REQUIREMENTS:
Rescale the rows starting at the line that contains "Question. The picture above shows the domed" and ending at the last line of the rows, and give back every line in that range with the requests included. Multiply each point coordinate in the answers by 1.7 and round it to a whole number, with halves rounded up.
** Start of RECORD LIST **
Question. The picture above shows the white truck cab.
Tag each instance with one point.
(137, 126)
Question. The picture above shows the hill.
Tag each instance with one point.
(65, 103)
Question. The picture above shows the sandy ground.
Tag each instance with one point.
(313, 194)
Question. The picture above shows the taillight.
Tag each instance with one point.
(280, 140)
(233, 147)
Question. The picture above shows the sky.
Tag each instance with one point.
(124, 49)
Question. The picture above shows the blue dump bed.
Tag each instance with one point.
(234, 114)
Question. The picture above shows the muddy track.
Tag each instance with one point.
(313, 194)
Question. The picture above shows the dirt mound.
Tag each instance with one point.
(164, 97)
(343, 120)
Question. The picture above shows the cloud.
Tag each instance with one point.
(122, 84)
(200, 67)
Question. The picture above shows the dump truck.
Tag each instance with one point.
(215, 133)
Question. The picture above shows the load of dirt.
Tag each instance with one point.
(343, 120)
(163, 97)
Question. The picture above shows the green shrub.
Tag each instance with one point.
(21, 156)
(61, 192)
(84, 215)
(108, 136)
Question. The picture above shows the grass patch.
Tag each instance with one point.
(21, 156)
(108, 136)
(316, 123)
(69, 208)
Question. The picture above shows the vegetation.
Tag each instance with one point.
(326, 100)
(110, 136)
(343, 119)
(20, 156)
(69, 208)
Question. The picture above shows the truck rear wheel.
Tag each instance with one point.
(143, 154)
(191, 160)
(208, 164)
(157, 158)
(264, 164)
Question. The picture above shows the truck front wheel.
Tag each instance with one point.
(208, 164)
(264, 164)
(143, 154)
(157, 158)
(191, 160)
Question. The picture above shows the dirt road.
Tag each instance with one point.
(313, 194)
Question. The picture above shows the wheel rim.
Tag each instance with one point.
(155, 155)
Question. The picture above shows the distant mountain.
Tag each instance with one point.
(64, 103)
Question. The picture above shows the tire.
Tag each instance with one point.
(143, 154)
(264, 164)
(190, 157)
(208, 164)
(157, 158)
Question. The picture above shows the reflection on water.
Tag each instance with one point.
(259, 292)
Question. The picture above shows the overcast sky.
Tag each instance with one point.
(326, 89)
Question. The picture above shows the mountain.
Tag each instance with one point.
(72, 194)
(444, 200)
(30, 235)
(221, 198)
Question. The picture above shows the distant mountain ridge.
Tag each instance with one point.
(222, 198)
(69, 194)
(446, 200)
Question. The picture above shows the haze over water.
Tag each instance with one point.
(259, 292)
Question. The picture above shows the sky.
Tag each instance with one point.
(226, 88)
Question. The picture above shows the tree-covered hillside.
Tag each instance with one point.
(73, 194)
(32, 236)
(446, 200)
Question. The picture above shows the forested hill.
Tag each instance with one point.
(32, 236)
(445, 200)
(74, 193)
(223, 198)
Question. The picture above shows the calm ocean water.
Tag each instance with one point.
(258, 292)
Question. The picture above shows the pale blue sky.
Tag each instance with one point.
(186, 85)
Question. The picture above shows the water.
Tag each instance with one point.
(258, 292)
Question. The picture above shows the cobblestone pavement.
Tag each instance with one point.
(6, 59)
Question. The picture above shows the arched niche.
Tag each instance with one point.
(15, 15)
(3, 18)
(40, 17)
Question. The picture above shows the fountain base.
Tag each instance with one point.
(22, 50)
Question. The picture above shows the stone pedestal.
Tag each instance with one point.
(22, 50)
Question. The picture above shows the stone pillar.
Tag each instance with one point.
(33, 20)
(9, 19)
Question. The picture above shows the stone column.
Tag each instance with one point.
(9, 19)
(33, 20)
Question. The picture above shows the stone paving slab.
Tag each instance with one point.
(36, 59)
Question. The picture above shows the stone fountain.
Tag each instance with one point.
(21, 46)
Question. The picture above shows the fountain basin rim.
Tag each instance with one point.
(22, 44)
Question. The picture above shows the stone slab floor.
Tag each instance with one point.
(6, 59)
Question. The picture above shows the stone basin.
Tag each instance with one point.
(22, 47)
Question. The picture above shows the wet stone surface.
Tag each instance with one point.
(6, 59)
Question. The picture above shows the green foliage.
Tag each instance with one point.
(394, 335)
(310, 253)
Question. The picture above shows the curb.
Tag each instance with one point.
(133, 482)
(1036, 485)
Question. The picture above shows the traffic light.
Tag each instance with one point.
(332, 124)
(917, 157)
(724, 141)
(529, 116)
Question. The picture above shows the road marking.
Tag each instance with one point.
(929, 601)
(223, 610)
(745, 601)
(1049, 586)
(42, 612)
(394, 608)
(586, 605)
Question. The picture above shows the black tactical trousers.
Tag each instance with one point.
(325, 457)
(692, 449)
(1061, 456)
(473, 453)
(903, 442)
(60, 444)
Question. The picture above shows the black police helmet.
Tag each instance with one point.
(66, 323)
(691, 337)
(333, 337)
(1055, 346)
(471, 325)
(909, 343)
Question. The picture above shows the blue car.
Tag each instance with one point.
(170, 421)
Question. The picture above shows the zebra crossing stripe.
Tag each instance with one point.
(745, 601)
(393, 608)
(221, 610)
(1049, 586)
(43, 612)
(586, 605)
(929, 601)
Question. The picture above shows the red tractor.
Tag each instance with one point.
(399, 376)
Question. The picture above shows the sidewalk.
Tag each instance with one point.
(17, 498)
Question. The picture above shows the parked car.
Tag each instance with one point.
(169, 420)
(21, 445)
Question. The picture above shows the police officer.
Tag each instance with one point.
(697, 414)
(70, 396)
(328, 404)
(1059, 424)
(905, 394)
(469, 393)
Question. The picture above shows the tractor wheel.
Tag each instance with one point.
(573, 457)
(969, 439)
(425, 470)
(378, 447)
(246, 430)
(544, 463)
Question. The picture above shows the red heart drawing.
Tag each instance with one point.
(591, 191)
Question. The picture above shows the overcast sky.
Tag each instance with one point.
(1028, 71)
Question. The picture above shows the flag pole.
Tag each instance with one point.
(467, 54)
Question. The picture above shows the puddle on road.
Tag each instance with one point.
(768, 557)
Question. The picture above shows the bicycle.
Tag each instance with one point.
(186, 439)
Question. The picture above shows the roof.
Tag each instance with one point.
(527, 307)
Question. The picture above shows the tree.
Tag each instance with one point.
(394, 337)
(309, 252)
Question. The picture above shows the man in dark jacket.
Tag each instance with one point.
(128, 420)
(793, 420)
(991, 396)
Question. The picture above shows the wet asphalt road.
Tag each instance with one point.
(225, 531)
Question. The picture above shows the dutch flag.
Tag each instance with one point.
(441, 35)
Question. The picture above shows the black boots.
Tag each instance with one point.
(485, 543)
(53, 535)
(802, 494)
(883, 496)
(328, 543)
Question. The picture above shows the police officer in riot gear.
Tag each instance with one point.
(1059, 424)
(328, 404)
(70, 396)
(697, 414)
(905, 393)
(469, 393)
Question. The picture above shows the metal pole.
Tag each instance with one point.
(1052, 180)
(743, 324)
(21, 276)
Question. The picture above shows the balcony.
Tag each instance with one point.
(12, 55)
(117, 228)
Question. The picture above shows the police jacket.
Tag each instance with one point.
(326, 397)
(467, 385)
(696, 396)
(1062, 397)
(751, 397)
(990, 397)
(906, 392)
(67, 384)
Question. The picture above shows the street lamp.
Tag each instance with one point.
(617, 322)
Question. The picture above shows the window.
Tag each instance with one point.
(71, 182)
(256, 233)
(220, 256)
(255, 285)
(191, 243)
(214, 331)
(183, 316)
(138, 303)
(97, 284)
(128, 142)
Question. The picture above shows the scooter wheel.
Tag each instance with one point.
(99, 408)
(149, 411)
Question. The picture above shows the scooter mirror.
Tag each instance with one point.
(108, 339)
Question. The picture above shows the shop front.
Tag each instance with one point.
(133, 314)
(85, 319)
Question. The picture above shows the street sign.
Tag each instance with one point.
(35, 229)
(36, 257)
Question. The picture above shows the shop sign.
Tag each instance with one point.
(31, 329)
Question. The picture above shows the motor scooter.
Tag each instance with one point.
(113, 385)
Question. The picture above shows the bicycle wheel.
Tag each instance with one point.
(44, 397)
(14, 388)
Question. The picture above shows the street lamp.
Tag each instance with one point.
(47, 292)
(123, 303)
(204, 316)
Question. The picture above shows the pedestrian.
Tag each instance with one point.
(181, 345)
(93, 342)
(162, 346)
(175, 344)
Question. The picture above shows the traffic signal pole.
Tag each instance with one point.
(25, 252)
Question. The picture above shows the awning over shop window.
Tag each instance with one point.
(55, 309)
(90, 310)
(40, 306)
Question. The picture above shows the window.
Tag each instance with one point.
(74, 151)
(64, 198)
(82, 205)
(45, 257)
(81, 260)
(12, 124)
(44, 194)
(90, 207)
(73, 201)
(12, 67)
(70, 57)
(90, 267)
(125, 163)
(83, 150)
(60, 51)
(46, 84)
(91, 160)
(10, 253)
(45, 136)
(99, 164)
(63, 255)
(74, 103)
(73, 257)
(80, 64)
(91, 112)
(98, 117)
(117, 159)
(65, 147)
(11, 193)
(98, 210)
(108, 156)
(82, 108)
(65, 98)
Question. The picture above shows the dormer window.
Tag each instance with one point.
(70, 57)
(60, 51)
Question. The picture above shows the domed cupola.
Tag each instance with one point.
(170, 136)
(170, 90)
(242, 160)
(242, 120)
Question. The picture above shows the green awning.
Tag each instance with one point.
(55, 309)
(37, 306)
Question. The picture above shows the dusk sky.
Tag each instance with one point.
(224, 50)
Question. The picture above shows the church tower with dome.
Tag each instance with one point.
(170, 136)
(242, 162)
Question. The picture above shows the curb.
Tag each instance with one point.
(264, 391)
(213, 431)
** End of RECORD LIST **
FINISHED EXERCISE:
Question. The picture above shows the domed cupola.
Tag each instance with one point.
(289, 231)
(289, 153)
(411, 272)
(411, 204)
Question. The picture above shows the green awning.
Tag each instance with one point.
(94, 525)
(63, 520)
Question. The picture above shows the dusk sky.
Tag each instance with one point.
(381, 85)
Question. The picture above shows the church tower with dome.
Tag each instance with one point.
(289, 231)
(411, 275)
Question. The picture above shows the curb.
Tag each instance with one point.
(449, 665)
(362, 733)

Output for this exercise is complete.